- **Source extract**:
----
Dahling - Get Your Rave On

©Sharky&Sharky

Mind Your Manners

In this new era of political correctness comes this from Hotlanta.

The U.S. has become, to a large degree, a nation of shut-ins, introverts and citizens fearful of their own shadow. Danger lurks behind every corner. You just never know. Maybe these folks are right on the money - unfortunately.

On the way home from a Tim McGraw concert, Jay Rogers stopped in a Shell station as his niece had to find a restroom. "I opened the door for a "gentleman". He walked in, and I quietly said, "Why don't you say thank you for holding the door open?'"

Whoops - bad move Jay.

The "gentleman" said nothing even after being questioned once again by Mr. Rogers outside the station. The "gentleman" then proceeded to pull a gun from his car and shot Mr. Rogers in the stomach. Rogers said, "I passed out in my wife's arms."

Jay spent the next nine days in the hospital recovering from the gunshot.

Sharky&Sharky have no idea what's become of this country, but when you were little your parents always reminded you "Don't talk to strangers!"

And while we are on the subject of parental guidance - as practiced when parents actually took an active role in their children's development.


©Sharky&Sharky

Plump Ripe Tomatoes

Hang up your "Hang-ups" and get planting those plants.

For those who may not know, according to the American Association for Nude Recreation, tomorrow May 14, is World Naked Gardening Day. You can tend to all your dirty gardening chores without feeling dirty - au naturel - as the God of your choice intended.


It is suggested, especially if you live in a strict stuck-up neighborhood, to make creative use of your flora to cover the nasty bits.

Sharky&Sharky never considered themselves to be "green thumbed" but we definitely will be taking a whorticultural class before May 14 of next year.

See you in the furrows!

©Sharky&Sharky

Monday, May 9, 2011

Words For The Wise

The time tested and loved board game, Scrabble, has just published an updated "official list of words" that are accepted during play. The last year the list was updated was 2007 - so it was with baited breath that Sharky&Sharky awaited it's release.

Scrabble, once played primarily by the well educated player with at least a better than average command of the English language, is apparently deteriorating in lock step with the English language as a whole.

Words - once as powerful as bullets shot from a gun and once spoken, like bullets, could never be recaptured. Welcome to the new American lexicon where many of todays words resemble misfires or just plain blanks.

So, with out further adieu, on with some new words.

Thang - apparently required a long time to get this word "approved" - but hey, "It's their thang."

Grrl - so far no "acceptable" bastardization for boy has been been created but we sure would like to know what that Grrl is doing with his Thang?

Innit - a sort of contraction that could be used in the following way. "Hey Grrl, that boy's Thang sure is sweet - Innit?
----
- **Required tasks**:
A. Translate this sentence from the blog excerpt into Spanish: "Jay spent the next nine days in the hospital recovering from the gunshot."
B. List the new Scrabble words that the blog excerpt names and explains.
C. According to the blog excerpt, what year was Scrabble's official list of words last updated before this new release?

- **Provided records**:
----
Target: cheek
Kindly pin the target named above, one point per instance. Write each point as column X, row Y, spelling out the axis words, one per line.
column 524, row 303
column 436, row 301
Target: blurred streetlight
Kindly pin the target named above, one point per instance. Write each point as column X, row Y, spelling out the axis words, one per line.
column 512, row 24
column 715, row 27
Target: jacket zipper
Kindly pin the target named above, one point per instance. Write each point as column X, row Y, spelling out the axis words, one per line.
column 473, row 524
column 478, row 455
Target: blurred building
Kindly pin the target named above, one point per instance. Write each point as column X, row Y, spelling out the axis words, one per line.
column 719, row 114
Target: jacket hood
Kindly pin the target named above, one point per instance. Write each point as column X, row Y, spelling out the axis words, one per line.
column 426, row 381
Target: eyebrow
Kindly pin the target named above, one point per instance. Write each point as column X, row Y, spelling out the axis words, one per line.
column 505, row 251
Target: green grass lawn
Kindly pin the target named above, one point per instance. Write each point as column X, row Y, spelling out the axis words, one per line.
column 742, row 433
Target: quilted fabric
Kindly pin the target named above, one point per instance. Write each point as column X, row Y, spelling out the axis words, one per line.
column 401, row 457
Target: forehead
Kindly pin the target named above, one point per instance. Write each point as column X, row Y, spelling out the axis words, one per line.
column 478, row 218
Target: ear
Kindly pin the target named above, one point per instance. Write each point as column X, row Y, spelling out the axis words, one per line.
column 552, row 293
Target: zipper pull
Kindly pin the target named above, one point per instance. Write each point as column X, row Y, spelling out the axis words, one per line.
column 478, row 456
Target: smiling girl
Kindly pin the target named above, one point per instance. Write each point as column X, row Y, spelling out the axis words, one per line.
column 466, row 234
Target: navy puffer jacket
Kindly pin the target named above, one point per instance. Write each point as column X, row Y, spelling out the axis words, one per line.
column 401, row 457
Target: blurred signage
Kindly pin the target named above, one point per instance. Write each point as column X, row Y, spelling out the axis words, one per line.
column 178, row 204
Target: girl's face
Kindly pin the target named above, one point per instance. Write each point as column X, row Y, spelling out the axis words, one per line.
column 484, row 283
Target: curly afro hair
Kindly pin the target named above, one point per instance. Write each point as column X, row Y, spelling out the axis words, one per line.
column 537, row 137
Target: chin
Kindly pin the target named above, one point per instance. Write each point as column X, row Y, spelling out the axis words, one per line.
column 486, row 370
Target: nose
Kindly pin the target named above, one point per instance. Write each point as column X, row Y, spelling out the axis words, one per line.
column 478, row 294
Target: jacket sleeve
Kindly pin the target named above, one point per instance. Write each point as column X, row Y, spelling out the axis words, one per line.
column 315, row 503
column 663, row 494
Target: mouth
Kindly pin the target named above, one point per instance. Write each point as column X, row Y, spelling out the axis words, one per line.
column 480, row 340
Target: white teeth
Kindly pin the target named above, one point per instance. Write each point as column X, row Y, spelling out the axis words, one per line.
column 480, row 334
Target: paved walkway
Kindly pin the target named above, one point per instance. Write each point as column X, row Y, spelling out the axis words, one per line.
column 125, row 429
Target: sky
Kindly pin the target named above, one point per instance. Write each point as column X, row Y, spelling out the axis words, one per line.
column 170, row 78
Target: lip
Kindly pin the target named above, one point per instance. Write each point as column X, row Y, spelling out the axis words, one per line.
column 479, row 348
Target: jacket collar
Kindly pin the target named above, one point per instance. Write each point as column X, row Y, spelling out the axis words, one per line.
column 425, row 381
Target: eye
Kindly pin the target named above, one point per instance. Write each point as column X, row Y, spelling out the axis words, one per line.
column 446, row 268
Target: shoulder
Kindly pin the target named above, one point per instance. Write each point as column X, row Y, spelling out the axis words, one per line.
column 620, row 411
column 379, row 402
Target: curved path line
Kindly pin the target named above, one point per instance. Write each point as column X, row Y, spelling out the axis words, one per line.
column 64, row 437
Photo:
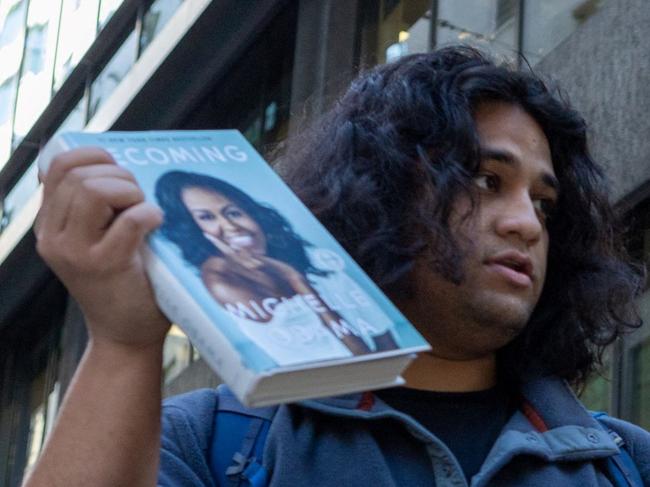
----
- **Expected outputs**:
A. Jay pasó los siguientes nueve días en el hospital recuperándose del disparo.

B. Thang, Grrl, Innit

C. 2007